=== SEITE ===

Verkehrszählung 1911
Die Zahl der Fußgänger schwankte dabei zwischen 12.350 und 4.750 pro Tag, wobei der Höchststand am ersten Tag erreicht wurde. Vermutlich nutzten einige Pferseer die günstige Gelegenheit, einige Male die Brücke zu überqueren, um dem Anliegen der Gemeinde Nachdruck zu verleihen. Dafür befuhren an diesem Tag nur 4 Automobile die Brücke; die Höchstzahl hier war 40 pro Tag.

1912 verbreiterte man die hölzerne Notbrücke um einen zwei Meter breiten Fußweg – was bedeutete, dass man an diese einen hölzernen Fußgängersteg anhängte – was durchaus den Schluss nahe legt, dass die Augsburger Planungsbehörden trotz allem keineswegs an einen Neubau dachten. Untermauert wurde dies durch die behördliche Feststellung, die Brücke sei nur mit 88,2-89,2 kg/cm2 belastet (als Höchstgrenze galten 90 kg/cm2) und demnach keineswegs überbeansprucht. Warum dann doch Gewichts- und Geschwindigkeitsbeschränkungen erlassen wurden, wurde nicht erklärt. Für jeden Benutzer (vom Pferd bis zur Straßenbahn) galt Schrittgeschwindigkeit; nur 60 (in den Akten heißt es 40) Personen durften in der Tram die Brücke überqueren und Militär durfte nicht im Gleichschritt marschieren. Nicht einmal die Tatsache, dass der Pferseer Abgeordnete Wörle das Brückenproblem im Landtag vorbrachte, setzte den Amtsschimmel in Bewegung.

=== BEREITGESTELLTES MATERIAL ===

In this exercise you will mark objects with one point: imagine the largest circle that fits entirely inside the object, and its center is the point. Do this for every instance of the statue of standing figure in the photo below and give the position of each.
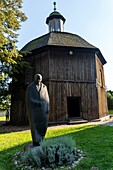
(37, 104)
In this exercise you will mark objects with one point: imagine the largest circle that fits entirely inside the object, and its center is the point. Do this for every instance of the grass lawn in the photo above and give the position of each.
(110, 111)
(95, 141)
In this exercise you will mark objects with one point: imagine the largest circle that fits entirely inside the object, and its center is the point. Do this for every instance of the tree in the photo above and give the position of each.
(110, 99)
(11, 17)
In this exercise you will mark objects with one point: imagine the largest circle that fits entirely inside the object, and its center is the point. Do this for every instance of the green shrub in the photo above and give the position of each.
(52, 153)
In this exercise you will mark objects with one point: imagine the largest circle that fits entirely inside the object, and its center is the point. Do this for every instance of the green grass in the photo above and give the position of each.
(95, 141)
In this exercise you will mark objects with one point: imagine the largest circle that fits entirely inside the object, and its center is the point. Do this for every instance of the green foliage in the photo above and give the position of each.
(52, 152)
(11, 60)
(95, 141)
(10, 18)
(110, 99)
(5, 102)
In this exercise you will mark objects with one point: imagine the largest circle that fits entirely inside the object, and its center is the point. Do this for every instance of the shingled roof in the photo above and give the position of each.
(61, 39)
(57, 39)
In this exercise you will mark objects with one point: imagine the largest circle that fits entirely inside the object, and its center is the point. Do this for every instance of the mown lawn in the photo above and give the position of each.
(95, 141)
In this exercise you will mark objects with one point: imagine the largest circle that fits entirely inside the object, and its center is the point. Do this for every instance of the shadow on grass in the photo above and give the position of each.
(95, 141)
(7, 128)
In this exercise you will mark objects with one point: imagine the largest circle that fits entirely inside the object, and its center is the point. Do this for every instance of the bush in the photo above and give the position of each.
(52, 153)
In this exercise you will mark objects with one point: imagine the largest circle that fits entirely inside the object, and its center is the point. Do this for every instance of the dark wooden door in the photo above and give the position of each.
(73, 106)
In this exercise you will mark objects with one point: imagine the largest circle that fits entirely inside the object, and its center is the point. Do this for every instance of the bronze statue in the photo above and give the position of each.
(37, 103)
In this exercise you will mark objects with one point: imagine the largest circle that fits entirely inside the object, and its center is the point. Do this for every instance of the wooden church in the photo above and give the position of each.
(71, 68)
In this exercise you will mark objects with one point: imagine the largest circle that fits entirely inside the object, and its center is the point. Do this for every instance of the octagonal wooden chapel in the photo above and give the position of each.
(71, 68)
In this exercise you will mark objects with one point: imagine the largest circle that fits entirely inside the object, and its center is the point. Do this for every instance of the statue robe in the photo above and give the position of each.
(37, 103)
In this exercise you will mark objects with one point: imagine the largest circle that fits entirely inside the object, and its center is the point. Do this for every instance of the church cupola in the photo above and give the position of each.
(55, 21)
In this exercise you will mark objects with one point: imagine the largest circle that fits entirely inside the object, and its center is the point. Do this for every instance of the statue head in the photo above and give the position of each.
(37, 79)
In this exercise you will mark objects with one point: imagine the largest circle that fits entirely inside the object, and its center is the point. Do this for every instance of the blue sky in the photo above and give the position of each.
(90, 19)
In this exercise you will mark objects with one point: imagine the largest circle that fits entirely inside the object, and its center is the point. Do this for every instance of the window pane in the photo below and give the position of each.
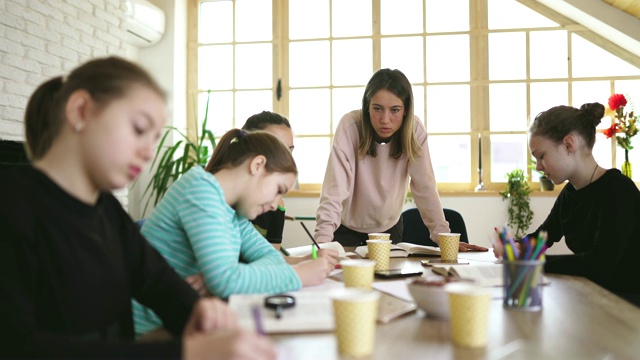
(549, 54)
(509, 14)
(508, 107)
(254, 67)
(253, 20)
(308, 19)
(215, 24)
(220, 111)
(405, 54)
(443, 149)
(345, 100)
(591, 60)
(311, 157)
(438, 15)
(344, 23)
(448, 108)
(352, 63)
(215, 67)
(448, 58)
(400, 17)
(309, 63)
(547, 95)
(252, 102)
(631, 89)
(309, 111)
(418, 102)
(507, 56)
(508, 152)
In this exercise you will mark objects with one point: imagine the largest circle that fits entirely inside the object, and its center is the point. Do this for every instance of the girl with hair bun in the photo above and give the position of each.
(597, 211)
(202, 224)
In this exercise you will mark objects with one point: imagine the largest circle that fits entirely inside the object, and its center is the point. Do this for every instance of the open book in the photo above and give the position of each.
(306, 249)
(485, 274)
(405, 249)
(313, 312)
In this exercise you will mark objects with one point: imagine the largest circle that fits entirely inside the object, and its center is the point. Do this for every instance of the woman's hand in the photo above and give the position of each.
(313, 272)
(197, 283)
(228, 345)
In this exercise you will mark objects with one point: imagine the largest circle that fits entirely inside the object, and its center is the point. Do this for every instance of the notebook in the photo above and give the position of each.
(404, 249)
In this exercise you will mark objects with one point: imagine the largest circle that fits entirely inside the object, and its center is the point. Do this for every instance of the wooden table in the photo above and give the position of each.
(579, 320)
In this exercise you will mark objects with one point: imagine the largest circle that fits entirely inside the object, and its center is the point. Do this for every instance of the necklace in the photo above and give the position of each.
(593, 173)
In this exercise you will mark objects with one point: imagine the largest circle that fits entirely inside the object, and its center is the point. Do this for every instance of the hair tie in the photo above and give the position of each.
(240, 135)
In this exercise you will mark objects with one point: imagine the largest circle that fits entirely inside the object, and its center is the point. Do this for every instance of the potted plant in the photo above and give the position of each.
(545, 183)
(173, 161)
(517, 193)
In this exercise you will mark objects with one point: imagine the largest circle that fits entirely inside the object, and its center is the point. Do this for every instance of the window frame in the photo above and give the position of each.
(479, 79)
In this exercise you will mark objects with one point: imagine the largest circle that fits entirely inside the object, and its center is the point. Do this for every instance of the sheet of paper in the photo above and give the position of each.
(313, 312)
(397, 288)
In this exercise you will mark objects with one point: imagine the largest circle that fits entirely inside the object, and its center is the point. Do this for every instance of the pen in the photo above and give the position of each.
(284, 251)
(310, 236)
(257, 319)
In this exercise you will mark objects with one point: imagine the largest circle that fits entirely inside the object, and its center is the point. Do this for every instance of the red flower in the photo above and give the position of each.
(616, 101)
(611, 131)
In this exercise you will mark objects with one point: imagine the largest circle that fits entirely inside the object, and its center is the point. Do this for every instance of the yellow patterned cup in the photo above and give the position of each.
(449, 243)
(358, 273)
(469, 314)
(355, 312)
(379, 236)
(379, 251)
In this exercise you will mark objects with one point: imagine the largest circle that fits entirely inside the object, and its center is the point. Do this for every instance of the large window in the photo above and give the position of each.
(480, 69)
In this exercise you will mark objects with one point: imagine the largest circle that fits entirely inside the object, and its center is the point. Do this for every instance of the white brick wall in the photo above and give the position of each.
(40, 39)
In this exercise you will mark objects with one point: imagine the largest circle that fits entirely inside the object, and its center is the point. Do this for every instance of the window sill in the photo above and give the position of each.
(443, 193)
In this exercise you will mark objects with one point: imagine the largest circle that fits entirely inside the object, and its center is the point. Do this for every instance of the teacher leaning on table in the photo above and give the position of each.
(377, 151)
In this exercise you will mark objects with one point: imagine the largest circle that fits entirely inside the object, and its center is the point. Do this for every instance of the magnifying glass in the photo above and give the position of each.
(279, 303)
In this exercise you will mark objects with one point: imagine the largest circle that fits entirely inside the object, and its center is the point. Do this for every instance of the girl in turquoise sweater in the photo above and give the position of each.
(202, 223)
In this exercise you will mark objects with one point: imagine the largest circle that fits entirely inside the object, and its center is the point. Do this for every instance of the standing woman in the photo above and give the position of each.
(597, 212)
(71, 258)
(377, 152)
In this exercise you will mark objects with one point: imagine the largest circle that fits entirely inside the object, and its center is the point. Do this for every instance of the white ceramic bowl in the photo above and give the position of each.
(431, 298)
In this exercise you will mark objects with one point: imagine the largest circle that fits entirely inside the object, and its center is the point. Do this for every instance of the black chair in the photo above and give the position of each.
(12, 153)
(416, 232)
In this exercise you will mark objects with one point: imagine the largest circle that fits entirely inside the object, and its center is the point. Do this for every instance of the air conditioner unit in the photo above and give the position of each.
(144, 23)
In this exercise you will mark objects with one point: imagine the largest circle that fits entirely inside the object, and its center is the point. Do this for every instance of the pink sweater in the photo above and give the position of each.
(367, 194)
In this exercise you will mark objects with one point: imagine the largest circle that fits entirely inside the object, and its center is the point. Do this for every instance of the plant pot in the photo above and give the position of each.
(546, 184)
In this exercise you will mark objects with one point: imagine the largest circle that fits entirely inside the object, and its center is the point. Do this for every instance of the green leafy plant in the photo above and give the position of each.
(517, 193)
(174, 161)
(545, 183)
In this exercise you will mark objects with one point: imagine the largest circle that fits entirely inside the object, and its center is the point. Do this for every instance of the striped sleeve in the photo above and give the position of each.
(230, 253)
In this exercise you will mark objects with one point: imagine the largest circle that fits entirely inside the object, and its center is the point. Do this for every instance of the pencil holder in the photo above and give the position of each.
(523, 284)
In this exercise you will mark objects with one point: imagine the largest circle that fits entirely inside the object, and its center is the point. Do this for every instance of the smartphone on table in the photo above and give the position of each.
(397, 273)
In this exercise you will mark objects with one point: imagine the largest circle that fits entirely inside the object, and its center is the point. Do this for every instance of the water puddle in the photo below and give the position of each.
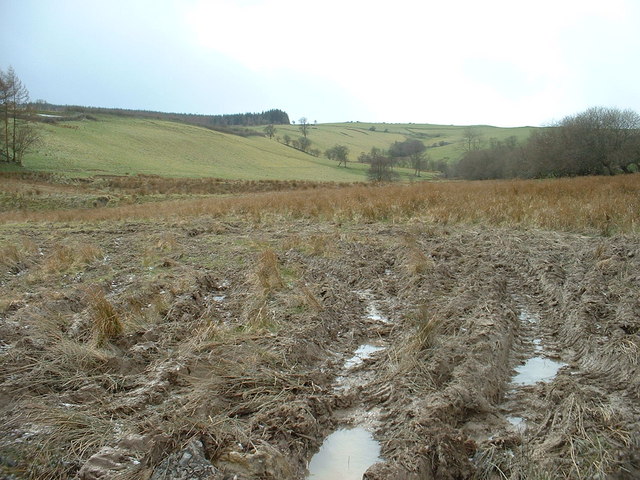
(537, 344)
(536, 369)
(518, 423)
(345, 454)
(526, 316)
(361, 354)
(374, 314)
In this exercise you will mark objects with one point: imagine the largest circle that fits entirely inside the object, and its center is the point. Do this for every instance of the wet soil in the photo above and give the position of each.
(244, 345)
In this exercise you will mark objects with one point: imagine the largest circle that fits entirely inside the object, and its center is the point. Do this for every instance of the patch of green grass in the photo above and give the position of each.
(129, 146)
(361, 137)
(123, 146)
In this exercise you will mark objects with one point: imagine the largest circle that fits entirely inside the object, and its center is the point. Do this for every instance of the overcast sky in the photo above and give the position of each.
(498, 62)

===

**AUFGABEN**.
A. Ermittle alle Zeilen der Datensätze, in denen die Zeichenfolge „shadow“ vorkommt, und schreibe jede davon ab. Groß- und Kleinschreibung ist dabei zu beachten.
B. Schreibe den Text über die hölzerne Notbrücke in Augsburg im Anschluss an seinen letzten Satz weiter.

**DIE ANTWORTEN**.
A.
In this exercise you will mark objects with one point: imagine the largest circle that fits entirely inside the object, and its center is the point. Do this for every instance of the shadow on grass in the photo above and give the position of each.

B.
Ausreden und Hochwasser
Bis 1918 bezahlte man lieber immer wieder teure Reparaturen, als den Neubau in Angriff zu nehmen. Dabei drehte sich die Verwaltung ständig im Kreis: ohne Brücke keine ausreichenden Gas- und Wasserleitungsrohre; ohne Hochwasserschutzbauten keine neue Brücke; wegen des Krieges überhaupt keine Brücke usw. Um Argumente war der Stadtbaurat Deutschenbaur bis 1918 nie verlegen: Erstens müsse erst die Absenkung der Wertach fertig sein (damit hatte man bis 1918 noch überhaupt nicht begonnen); zweitens gäbe es weder Material noch Personal (woran weder die Straßenbahnverlängerung noch der Schulhausneubau scheiterten); drittens wäre die Notbrücke weder baufällig noch seien die Verkehrsverhältnisse so schlimm, wie von den Pferseern behauptet (man vergleiche die Ergebnisse der Verkehrszählung 1911). Außerdem sei die Brücke im Eingemeindungsvertrag nur unter den "Wünschen" aufgeführt.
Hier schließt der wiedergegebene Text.